__PROBLEM DETAILS__
Please reproduce the records, omitting nothing and changing nothing.

Dataset entries:
BEGIN

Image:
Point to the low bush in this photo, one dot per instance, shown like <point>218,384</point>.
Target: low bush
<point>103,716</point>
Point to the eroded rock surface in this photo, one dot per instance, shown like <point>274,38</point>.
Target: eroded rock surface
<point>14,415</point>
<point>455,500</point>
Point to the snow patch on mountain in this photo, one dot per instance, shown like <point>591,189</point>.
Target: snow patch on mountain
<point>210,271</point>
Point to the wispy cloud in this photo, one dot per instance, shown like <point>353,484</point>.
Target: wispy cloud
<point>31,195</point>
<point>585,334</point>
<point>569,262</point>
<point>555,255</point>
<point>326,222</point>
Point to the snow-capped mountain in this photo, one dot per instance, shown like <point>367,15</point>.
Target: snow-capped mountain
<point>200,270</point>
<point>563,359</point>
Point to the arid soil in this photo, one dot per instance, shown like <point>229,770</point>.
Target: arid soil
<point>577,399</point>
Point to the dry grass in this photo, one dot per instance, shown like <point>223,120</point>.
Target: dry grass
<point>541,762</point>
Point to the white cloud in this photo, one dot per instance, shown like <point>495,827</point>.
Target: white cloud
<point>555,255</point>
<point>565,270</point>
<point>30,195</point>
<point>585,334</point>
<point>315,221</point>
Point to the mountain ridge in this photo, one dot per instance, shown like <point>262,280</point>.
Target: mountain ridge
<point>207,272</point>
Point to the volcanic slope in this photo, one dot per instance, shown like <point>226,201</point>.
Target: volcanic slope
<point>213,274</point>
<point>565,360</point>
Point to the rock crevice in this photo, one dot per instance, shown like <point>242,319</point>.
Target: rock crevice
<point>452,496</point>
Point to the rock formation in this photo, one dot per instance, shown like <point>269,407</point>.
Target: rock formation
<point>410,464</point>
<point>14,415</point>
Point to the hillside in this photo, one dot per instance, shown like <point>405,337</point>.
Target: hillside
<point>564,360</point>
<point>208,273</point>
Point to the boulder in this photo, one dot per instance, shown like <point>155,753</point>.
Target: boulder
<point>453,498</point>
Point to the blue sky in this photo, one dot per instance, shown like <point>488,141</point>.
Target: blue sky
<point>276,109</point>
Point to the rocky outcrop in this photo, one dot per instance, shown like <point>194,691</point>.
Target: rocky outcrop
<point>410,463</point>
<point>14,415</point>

END

__YOUR RESPONSE__
Image:
Point to the low bush in this photo, one dot per instance, shown like <point>218,384</point>.
Target: low bush
<point>103,716</point>
Point to the eroded rock surface in this photo, one dot per instance, shown like <point>274,38</point>.
Target: eroded rock surface
<point>14,415</point>
<point>455,500</point>
Point to the snow patch on mountain in this photo, one dot per instance, shown like <point>591,189</point>.
Target: snow patch on mountain
<point>210,271</point>
Point to the wispy cloud in this photo, one dot per instance, shown like <point>353,484</point>.
Target: wispy cloud
<point>31,195</point>
<point>585,334</point>
<point>569,262</point>
<point>555,255</point>
<point>326,222</point>
Point to the snow-capped mountain in this photo, one dot per instance, shown like <point>367,15</point>.
Target: snow-capped mountain
<point>200,270</point>
<point>563,359</point>
Point to the arid soil in this photo, one dot per instance, shown like <point>229,770</point>.
Target: arid soil
<point>577,399</point>
Point to the dry grass in this photo, one dot per instance, shown like <point>223,120</point>.
Target: dry grass
<point>541,762</point>
Point to the white cloud in this photo, one dot per instance, shown like <point>495,827</point>.
Target: white cloud
<point>555,255</point>
<point>565,270</point>
<point>30,195</point>
<point>585,334</point>
<point>315,221</point>
Point to the mountain ridge in this photo, one dot per instance, shown like <point>262,280</point>.
Target: mountain ridge
<point>207,272</point>
Point to the volcanic slope in this photo, one dot per instance, shown like <point>226,201</point>.
Target: volcanic slope
<point>213,274</point>
<point>565,360</point>
Point to the rock crevice in this photo, one dot per instance, shown like <point>242,319</point>.
Target: rock crevice
<point>452,496</point>
Point to the rock formation in this photo, one dot per instance, shown like <point>269,407</point>.
Target: rock formation
<point>410,464</point>
<point>14,415</point>
Point to the hillside in this photo, one dot per instance, shown like <point>405,337</point>.
Target: hillside
<point>564,360</point>
<point>208,273</point>
Point to the boulder in this photo, one dot per instance, shown like <point>155,753</point>.
Target: boulder
<point>453,498</point>
Point to the blue sky in this photo, one dot per instance, shown like <point>488,141</point>.
Target: blue sky
<point>276,109</point>
Point to the rocky outcrop in this photo, one dot per instance, shown like <point>194,691</point>.
Target: rocky outcrop
<point>410,463</point>
<point>14,415</point>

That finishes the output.